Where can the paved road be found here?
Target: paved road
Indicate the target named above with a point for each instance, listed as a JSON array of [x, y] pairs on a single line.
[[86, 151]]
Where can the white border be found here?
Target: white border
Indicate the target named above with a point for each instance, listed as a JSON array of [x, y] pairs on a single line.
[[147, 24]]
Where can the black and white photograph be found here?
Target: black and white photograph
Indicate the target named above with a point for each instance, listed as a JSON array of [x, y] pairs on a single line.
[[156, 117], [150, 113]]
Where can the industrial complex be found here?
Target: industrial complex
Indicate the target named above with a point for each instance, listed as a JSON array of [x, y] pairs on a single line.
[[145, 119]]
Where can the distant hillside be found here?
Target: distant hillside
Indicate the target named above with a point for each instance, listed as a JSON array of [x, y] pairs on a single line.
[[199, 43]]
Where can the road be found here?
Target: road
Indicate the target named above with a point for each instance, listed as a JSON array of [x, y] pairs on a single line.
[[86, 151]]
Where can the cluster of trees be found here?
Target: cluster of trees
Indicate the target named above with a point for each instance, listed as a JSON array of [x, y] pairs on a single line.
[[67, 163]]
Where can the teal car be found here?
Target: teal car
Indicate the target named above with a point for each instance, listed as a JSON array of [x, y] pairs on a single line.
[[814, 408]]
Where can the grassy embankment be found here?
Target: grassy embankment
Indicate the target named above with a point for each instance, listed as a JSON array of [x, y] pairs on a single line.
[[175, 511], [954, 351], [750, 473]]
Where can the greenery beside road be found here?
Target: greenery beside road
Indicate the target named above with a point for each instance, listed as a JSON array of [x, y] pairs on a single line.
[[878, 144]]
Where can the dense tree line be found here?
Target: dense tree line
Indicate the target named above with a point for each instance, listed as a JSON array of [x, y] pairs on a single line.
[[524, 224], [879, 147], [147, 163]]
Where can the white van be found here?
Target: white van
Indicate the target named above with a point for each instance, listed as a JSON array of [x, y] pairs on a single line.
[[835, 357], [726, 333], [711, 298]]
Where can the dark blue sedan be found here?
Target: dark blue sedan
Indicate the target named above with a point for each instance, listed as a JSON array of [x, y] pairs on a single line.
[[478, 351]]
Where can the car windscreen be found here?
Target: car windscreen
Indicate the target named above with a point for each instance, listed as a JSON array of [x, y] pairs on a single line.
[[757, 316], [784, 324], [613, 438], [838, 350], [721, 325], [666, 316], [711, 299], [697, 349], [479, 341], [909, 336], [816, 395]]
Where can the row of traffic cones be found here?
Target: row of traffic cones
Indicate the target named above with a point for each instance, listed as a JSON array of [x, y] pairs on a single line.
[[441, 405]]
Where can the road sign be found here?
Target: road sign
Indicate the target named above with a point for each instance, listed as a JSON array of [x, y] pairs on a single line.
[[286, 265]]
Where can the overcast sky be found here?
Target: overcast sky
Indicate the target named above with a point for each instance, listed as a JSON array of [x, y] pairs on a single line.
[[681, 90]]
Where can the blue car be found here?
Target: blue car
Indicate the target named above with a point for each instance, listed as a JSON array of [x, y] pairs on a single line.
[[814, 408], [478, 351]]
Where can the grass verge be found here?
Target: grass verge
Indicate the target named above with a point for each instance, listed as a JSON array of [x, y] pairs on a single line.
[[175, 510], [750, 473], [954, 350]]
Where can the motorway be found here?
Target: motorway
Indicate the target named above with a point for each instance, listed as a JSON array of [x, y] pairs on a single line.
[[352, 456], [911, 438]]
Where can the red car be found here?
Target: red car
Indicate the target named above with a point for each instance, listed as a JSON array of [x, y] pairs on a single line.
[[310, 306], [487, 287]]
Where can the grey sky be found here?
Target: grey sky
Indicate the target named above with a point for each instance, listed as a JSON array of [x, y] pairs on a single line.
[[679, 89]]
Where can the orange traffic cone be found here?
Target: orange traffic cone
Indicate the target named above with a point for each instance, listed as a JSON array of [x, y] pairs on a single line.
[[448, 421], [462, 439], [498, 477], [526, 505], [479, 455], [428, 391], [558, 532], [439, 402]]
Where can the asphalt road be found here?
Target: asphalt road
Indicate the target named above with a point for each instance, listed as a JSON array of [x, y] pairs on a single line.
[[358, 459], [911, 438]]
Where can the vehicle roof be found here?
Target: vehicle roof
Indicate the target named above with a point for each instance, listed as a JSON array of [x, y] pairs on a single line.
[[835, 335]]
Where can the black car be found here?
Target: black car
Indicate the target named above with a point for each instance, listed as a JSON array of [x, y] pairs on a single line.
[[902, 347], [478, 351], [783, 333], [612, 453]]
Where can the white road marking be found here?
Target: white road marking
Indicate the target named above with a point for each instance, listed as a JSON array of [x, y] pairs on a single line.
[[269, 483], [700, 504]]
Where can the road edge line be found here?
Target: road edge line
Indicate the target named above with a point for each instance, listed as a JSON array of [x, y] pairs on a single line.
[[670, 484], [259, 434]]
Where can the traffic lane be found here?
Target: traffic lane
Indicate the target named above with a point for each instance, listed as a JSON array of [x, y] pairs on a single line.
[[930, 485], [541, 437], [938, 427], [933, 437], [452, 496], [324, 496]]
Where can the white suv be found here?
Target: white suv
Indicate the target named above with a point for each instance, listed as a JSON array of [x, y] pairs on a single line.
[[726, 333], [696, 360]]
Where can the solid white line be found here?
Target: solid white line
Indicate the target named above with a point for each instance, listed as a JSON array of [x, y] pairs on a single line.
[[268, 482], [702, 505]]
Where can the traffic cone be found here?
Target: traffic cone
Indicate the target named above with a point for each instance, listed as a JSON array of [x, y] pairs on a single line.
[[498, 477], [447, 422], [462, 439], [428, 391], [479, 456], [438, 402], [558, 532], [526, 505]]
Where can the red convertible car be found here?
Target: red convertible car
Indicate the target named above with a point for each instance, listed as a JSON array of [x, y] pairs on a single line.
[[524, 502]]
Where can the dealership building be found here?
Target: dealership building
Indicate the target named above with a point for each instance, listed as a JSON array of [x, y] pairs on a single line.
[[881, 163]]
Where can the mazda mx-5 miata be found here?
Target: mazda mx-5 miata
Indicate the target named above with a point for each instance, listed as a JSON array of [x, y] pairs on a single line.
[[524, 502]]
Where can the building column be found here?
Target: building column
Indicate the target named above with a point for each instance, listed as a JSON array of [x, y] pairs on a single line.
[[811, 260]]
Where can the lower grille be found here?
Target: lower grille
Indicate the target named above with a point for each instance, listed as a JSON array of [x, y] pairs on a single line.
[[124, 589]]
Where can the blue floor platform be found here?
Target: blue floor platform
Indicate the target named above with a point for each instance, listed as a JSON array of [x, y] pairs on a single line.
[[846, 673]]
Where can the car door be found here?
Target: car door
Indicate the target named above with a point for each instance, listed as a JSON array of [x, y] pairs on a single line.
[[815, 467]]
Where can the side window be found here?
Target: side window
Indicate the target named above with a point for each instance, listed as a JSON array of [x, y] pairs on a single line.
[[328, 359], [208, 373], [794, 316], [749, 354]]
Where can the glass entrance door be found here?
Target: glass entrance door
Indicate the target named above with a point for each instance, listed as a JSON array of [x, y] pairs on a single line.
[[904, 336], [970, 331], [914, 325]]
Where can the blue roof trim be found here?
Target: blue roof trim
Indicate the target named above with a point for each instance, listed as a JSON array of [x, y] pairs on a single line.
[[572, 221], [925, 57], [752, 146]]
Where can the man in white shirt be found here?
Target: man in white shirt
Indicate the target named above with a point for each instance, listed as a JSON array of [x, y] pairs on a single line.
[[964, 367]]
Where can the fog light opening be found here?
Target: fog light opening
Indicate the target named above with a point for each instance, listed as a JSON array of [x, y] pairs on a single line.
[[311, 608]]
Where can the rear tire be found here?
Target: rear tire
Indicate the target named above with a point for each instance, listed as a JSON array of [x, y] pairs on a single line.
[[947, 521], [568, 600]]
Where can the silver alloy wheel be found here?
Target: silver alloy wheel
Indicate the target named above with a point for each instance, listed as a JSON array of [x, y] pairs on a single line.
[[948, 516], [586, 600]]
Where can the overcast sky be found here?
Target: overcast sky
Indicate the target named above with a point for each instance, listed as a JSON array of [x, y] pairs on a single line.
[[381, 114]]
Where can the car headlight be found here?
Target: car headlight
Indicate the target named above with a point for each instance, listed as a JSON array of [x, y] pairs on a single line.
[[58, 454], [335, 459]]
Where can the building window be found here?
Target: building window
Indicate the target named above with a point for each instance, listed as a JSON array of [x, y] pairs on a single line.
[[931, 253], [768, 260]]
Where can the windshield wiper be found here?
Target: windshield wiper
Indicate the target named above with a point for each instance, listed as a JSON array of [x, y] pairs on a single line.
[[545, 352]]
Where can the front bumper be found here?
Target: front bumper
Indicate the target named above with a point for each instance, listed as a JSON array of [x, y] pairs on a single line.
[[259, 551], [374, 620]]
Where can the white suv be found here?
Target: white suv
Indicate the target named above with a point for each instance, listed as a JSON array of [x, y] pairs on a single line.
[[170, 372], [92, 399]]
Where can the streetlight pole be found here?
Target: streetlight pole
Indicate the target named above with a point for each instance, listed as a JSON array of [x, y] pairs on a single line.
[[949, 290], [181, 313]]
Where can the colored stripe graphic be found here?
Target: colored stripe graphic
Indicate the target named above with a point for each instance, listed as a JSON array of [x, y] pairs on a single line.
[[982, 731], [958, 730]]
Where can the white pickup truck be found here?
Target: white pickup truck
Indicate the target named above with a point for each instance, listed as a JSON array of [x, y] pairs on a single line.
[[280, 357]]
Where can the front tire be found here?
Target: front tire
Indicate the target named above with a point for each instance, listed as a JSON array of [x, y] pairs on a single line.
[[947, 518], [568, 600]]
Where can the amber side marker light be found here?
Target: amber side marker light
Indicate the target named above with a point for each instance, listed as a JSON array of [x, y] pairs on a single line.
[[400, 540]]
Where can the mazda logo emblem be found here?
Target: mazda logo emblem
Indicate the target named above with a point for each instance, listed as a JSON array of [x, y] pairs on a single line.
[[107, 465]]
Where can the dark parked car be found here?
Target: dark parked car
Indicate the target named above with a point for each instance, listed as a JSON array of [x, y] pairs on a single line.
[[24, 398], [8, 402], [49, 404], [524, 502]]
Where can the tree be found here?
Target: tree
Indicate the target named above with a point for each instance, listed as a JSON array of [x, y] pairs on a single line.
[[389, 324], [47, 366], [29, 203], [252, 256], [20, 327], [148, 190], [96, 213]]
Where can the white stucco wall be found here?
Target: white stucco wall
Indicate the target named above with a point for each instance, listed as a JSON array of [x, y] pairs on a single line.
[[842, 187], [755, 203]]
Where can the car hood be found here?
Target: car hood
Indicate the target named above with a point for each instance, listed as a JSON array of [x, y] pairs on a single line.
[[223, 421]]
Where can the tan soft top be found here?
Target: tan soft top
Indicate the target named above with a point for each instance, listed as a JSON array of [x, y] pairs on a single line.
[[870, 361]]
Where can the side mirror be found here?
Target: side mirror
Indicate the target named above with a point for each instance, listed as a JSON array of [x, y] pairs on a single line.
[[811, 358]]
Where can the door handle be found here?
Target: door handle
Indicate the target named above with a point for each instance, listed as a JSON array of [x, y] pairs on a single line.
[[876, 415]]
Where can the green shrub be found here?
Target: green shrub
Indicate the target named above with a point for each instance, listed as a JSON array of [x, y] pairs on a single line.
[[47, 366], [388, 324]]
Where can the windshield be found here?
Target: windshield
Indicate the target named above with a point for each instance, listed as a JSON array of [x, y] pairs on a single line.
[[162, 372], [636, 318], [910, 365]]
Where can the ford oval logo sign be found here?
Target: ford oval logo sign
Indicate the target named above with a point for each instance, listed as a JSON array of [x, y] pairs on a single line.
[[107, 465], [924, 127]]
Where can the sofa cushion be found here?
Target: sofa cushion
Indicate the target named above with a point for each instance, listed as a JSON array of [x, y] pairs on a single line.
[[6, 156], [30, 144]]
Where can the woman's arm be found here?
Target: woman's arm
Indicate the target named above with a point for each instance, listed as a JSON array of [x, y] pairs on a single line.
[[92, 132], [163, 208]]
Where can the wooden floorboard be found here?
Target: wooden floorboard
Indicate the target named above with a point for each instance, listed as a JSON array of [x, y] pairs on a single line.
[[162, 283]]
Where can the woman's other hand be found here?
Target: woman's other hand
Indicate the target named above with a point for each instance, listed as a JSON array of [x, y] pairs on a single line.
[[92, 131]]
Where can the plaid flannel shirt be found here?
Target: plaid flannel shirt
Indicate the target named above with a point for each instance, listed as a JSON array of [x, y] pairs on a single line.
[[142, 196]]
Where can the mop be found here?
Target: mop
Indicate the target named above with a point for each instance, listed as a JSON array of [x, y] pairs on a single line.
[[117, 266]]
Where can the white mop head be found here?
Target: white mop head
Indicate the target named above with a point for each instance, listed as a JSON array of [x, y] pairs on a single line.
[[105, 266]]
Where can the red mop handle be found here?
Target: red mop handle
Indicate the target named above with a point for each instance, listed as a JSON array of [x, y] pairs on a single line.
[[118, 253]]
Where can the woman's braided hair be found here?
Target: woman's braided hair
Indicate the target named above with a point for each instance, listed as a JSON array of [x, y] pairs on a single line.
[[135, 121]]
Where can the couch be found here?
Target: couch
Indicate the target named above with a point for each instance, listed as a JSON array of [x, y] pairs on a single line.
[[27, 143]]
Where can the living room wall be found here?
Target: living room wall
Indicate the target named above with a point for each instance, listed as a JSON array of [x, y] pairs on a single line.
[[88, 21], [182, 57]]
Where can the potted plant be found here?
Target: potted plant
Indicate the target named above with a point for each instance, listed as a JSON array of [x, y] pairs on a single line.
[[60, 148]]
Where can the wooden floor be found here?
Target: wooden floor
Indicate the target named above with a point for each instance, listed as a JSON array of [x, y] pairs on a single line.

-- -- --

Problem to solve
Ending with the line containing "Target: black and white photograph", please print exactly the lines of the material above from its first line onward, and nothing else.

Answer space
Where can the paved road be found here?
Target: paved road
Indicate the target named above with a point for each instance, listed as a JSON array of [x, y] pairs on a single line.
[[86, 151]]
Where can the white border be found here?
Target: white border
Indicate the target named above with a point for each instance, listed as a JSON array of [x, y] pairs on a single line.
[[147, 24]]
Where can the black and white photograph be found here?
Target: black and white photograph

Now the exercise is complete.